## The exercise
Repeat exactly, and only, the lines from the line containing "-- sample [273,526]." through the last line of the records below, including both.

## Recorded information
****

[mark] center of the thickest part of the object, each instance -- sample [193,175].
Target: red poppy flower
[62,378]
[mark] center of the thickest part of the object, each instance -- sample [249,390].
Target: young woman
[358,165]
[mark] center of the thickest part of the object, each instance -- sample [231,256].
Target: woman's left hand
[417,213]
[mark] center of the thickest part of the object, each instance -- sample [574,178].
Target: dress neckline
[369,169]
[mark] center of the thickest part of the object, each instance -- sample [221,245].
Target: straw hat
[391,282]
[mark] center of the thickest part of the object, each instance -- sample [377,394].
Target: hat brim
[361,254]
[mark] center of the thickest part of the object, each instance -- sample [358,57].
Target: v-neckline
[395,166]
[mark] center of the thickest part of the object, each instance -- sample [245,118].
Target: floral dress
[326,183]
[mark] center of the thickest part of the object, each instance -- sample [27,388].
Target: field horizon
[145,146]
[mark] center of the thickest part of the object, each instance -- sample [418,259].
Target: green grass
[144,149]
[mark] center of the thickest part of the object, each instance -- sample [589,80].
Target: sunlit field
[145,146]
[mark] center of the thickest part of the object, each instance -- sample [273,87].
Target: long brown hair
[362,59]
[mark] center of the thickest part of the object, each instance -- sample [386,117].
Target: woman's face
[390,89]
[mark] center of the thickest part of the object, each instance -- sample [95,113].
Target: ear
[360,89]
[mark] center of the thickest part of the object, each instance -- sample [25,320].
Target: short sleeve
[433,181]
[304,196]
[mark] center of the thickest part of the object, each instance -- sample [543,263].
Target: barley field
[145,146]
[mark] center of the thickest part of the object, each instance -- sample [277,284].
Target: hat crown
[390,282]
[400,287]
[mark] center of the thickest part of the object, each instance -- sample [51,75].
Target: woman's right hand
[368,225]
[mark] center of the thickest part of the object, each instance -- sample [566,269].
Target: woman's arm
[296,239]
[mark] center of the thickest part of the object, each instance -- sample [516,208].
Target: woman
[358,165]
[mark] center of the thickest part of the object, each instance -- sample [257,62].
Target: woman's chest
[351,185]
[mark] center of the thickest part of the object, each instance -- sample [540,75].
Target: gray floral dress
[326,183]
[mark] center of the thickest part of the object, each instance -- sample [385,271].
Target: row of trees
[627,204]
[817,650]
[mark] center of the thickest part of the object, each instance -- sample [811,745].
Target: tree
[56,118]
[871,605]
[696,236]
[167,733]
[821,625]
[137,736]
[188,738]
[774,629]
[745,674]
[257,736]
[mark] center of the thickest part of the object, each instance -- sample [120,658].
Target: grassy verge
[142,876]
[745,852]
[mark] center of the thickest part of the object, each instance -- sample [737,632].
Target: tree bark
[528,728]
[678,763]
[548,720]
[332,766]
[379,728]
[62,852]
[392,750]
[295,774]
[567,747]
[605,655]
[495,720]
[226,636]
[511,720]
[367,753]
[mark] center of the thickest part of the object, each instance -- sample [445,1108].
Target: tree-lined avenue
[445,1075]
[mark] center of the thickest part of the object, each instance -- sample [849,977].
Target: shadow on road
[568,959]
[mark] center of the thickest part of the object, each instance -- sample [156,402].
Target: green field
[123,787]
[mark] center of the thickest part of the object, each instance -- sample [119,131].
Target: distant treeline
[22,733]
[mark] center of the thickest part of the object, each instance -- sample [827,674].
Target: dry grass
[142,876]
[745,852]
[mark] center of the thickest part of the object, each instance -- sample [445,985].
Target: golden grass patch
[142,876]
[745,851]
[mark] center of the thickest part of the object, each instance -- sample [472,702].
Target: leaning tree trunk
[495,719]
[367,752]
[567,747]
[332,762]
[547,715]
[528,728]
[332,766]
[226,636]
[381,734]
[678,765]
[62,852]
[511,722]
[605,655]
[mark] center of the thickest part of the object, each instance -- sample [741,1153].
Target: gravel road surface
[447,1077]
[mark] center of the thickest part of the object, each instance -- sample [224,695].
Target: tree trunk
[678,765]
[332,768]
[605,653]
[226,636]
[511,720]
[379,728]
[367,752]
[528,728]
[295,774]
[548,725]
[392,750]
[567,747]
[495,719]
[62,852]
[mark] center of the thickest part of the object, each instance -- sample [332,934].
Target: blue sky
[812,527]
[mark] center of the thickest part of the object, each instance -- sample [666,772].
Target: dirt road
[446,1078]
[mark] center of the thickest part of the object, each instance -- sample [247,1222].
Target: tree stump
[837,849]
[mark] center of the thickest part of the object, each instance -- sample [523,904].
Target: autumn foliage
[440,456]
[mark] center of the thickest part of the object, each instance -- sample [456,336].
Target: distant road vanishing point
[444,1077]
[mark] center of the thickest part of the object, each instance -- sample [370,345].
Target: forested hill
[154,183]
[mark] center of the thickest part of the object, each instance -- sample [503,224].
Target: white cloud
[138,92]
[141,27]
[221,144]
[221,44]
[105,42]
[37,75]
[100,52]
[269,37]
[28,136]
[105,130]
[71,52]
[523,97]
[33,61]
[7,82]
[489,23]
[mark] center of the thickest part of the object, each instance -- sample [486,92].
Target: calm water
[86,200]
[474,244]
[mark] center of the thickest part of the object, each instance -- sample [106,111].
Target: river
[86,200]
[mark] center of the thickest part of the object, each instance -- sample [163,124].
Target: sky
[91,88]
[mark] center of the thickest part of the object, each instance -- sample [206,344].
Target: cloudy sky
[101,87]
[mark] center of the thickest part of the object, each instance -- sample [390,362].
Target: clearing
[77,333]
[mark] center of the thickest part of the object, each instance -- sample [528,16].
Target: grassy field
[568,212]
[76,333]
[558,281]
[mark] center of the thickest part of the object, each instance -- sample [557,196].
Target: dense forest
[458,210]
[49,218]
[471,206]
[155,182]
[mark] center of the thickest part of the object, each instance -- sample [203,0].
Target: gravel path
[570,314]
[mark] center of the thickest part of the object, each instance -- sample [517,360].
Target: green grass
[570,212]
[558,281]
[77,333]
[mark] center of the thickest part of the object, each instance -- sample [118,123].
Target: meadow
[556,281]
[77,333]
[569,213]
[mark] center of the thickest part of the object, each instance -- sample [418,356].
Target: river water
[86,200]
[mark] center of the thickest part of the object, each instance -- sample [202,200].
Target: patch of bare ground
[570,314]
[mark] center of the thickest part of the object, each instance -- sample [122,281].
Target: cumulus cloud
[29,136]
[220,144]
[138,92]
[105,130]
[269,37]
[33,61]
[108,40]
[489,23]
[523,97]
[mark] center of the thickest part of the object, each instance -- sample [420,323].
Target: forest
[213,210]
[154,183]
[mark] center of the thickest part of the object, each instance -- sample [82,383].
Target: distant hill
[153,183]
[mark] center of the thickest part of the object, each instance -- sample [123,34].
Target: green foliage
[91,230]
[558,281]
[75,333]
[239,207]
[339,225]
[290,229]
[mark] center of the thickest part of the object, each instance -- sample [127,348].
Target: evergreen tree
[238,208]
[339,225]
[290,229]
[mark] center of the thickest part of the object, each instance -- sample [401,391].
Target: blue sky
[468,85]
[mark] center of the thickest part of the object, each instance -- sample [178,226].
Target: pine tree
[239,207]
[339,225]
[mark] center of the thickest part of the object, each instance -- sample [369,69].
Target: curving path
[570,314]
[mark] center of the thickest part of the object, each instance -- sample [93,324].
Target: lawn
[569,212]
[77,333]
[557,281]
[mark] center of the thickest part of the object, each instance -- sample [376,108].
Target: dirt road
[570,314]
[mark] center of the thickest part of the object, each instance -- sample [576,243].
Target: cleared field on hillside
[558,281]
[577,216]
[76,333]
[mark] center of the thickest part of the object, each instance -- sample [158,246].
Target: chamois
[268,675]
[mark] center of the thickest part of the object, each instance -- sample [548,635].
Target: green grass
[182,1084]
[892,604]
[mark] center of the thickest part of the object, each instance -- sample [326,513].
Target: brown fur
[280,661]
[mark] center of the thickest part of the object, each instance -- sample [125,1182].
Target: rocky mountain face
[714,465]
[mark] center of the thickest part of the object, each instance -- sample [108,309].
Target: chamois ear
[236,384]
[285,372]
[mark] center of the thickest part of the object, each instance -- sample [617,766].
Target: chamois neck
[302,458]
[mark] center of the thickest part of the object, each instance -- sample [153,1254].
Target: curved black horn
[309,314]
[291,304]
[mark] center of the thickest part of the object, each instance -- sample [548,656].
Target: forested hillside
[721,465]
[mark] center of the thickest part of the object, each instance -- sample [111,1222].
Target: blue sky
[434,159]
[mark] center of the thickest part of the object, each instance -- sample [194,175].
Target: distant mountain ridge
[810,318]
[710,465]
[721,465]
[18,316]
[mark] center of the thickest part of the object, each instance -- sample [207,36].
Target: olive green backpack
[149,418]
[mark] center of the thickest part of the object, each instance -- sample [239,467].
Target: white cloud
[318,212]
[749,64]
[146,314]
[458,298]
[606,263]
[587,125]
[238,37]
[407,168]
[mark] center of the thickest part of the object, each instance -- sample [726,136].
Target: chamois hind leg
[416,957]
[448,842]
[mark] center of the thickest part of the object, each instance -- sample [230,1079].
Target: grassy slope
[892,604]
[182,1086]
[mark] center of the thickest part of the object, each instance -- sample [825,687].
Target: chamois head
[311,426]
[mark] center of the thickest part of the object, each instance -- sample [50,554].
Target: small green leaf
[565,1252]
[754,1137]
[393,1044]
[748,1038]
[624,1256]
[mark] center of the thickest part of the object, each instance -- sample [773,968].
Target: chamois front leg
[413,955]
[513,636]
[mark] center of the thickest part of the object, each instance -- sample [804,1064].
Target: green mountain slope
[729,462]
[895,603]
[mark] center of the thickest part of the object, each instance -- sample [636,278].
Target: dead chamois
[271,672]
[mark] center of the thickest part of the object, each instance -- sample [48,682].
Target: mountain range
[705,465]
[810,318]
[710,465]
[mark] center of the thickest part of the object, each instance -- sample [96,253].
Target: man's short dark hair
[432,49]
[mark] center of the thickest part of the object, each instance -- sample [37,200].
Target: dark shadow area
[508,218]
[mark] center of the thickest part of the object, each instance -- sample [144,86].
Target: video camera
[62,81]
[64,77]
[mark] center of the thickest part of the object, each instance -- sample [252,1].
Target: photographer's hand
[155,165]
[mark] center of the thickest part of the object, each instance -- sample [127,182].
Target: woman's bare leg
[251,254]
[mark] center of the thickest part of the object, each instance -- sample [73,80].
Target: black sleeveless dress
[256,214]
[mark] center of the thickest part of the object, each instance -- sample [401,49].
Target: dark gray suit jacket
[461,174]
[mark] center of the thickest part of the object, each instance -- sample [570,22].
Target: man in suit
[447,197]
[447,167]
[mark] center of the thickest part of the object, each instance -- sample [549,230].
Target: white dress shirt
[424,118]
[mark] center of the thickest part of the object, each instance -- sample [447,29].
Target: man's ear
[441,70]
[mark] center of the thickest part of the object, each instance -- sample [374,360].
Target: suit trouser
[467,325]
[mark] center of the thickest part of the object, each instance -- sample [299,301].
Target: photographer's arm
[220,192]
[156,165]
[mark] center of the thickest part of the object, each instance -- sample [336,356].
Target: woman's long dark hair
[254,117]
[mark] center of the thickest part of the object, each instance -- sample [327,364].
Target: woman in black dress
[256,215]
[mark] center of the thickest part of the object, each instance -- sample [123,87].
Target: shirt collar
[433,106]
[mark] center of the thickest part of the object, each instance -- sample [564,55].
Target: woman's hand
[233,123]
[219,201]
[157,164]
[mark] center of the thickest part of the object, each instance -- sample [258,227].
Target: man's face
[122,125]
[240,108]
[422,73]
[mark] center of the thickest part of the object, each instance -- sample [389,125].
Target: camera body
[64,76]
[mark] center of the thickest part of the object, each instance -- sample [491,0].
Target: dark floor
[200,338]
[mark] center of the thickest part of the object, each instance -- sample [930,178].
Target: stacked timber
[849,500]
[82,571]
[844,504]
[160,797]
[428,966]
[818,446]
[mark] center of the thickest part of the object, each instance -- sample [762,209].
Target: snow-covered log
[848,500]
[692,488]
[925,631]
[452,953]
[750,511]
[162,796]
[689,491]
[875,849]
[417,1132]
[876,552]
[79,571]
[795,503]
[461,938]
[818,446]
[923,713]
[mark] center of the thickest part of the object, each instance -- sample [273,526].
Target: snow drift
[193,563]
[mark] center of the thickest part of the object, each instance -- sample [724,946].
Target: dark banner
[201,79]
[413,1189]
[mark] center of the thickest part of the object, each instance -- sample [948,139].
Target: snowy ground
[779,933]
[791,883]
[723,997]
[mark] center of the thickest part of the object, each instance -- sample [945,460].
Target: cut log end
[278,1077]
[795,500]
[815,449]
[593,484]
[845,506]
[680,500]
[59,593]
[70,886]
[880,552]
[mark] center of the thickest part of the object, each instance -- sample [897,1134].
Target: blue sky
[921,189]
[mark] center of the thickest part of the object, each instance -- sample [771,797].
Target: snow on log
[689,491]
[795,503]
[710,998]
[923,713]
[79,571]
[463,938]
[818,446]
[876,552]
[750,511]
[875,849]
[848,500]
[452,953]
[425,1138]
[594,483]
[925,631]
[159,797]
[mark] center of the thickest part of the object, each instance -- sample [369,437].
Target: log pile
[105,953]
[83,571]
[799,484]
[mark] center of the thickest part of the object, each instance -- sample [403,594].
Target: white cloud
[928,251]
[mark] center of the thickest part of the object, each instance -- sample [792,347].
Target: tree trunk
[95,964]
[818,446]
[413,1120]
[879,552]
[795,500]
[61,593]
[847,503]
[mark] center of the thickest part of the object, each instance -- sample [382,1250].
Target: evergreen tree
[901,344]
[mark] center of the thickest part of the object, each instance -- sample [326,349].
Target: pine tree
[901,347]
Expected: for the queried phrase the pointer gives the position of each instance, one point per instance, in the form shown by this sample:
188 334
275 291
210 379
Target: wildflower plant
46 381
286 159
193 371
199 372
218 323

****

## Completed task
[mark] center of the thickest part of the object, each instance -- sample [273,526].
Target: snow drift
[193,563]
[mark] center of the thickest part of the object, each instance -- sample [724,946].
Target: dark banner
[201,79]
[413,1189]
[mark] center of the thickest part of the object, each instance -- sample [948,139].
Target: snowy ground
[779,933]
[791,883]
[723,997]
[mark] center of the thickest part of the object, each instance -- sample [945,460].
Target: cut log end
[278,1077]
[795,500]
[815,449]
[593,484]
[845,506]
[680,500]
[59,593]
[70,886]
[880,552]
[mark] center of the thickest part of the object, each instance -- sample [897,1134].
Target: blue sky
[921,189]
[mark] center of the thickest part of the object, each instance -- sample [771,797].
Target: snow on log
[689,491]
[795,503]
[710,998]
[923,713]
[79,571]
[463,938]
[818,446]
[876,552]
[750,511]
[875,849]
[848,500]
[452,953]
[425,1138]
[594,483]
[925,631]
[159,797]
[mark] center of the thickest part of the object, each instance -- sample [369,437].
Target: log pile
[105,953]
[83,571]
[799,484]
[mark] center of the thickest part of the object, each instance -- sample [403,594].
Target: white cloud
[928,251]
[mark] center of the thickest part of the object, each instance -- sample [792,347].
Target: tree trunk
[95,964]
[818,446]
[413,1120]
[879,552]
[795,500]
[61,593]
[847,503]
[mark] center of the thickest part of the object, each instance -- sample [382,1250].
Target: evergreen tree
[901,344]
[mark] center of the thickest part of the object, each instance -- sample [326,349].
Target: pine tree
[901,347]
Expected: for the queried phrase the pointer gives the position of each instance, one point per instance, in the form shown by this sample:
188 334
275 291
210 379
Target: wildflower plant
46 381
286 159
193 371
199 372
218 323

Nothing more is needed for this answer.